Entries from a pointing dataset ::

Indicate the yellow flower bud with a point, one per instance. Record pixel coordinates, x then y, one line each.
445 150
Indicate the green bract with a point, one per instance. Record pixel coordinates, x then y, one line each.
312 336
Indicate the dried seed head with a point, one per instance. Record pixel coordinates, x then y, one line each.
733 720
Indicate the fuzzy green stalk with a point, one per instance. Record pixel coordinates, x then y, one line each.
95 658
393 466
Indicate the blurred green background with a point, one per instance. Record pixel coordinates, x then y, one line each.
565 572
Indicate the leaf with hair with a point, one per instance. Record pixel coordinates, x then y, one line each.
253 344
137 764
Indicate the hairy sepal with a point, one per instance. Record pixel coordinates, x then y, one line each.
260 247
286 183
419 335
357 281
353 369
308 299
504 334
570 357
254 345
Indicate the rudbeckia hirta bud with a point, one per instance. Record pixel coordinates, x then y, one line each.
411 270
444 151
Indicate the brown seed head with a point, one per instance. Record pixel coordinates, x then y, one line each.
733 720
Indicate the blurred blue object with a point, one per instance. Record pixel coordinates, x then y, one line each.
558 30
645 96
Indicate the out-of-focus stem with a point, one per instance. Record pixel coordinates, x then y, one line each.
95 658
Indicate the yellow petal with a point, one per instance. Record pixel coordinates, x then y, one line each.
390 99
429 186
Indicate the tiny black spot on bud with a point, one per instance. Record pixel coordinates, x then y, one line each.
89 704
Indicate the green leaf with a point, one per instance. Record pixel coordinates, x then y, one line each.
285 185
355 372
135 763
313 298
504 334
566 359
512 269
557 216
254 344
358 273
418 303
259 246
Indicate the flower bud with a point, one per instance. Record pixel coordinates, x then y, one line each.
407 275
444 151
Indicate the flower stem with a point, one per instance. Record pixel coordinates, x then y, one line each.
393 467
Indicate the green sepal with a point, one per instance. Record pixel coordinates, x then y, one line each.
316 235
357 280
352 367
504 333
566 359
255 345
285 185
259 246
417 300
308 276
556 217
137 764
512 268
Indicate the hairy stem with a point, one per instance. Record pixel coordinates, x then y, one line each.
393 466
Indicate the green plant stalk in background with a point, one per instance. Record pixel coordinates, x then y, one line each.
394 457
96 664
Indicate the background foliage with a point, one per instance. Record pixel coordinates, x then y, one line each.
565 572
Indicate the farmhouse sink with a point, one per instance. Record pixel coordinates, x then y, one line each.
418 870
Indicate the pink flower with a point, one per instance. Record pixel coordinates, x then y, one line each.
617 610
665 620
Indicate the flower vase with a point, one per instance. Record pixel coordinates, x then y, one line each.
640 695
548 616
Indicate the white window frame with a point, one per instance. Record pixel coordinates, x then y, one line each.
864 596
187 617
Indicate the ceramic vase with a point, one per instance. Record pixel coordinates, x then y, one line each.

GOAL :: Reproduce the listing with every occurrence of "one per instance" renamed to "one per occurrence", changing nothing else.

COMPLETE ANSWER ::
Indicate the yellow flower bud with a point, one per occurrence. Record pixel coordinates, x then y, one line each.
445 150
Indicate the green bract with a point, one per occurrence. Record pixel coordinates, x then y, one line each.
312 336
Indicate the dried seed head with a point, one per occurrence. Record pixel coordinates, x then y, one line each.
733 720
Indicate the fuzzy green stalk with a point, one per occurrence. Record pixel coordinates, x then y, one line each.
95 658
393 466
Indicate the blurred green background with a point, one per occurrence. Record pixel coordinates, x then y, one line each.
565 572
Indicate the leaf with hair with a point, one per occurrence. Record pixel coordinates, x then y, one line each.
253 344
137 764
Indicate the hairy sepal with a point, one per occurrence. Record pixel coordinates, x then y, one line each.
260 247
286 183
419 335
357 281
353 369
308 299
504 334
570 357
254 345
Indicate the rudbeckia hirta bud with a point, one per occurrence. Record pixel coordinates, x then y, one line each.
411 270
444 151
Indicate the brown seed head with a point, one per occurrence. Record pixel coordinates, x then y, one line each.
733 720
Indicate the blurred blue object with a point, one per occurrence. Record pixel coordinates, x then y, one line each.
558 30
645 96
Indicate the out-of-focus stem with a point, one per occurrence. Record pixel coordinates, x then y, one line each.
95 658
Indicate the yellow petal with a point, one per occurrence. Record pixel coordinates, x then y, one line each.
390 99
429 186
Indicate the tiny black spot on bud with a point, one per occurrence. Record pixel coordinates, x then y, one line each.
89 704
Indicate the green leaf with a point, one per occurrence. Record pixel coordinates, x then y, one line each.
285 185
355 372
135 763
313 298
504 334
566 359
512 269
557 216
254 344
358 273
418 303
259 246
Indicate the flower bud with a point, one per occurrence. Record pixel coordinates, x then y, one line each.
407 275
444 151
Indicate the flower stem with a point, one per occurrence. Record pixel coordinates, x then y, one line each.
393 467
Indicate the green sepal with a point, one per occurrence. Record pixel coordinates, x then y, one line each.
316 235
357 280
352 367
504 333
566 359
255 345
285 185
259 246
417 300
308 276
556 217
137 764
512 268
Indicate the hairy stem with a point, one per occurrence. Record pixel coordinates, x then y, one line each.
393 466
Indicate the green plant stalk in background with a point, one per occurrence. Record pixel coordinates, x then y, one line each.
394 457
96 664
Indicate the background foliage with a point, one per occurrence. Record pixel coordinates, x then y, one line each.
565 572
Indicate the farmhouse sink with a point, one per occurrence. Record pixel coordinates, x then y, one line each.
418 870
Indicate the pink flower with a point, one per occurrence. Record pixel coordinates, x then y, one line each.
617 610
665 620
Indicate the flower vase with a point, one per occurrence. Record pixel coordinates, x then y, one line each.
640 695
548 616
Indicate the white window frame with a point, one per occurrence. Record pixel coordinates, x then y, one line each.
864 596
187 617
Indicate the ceramic vase with a point, one per occurrence. Record pixel coordinates, x then y, one line each.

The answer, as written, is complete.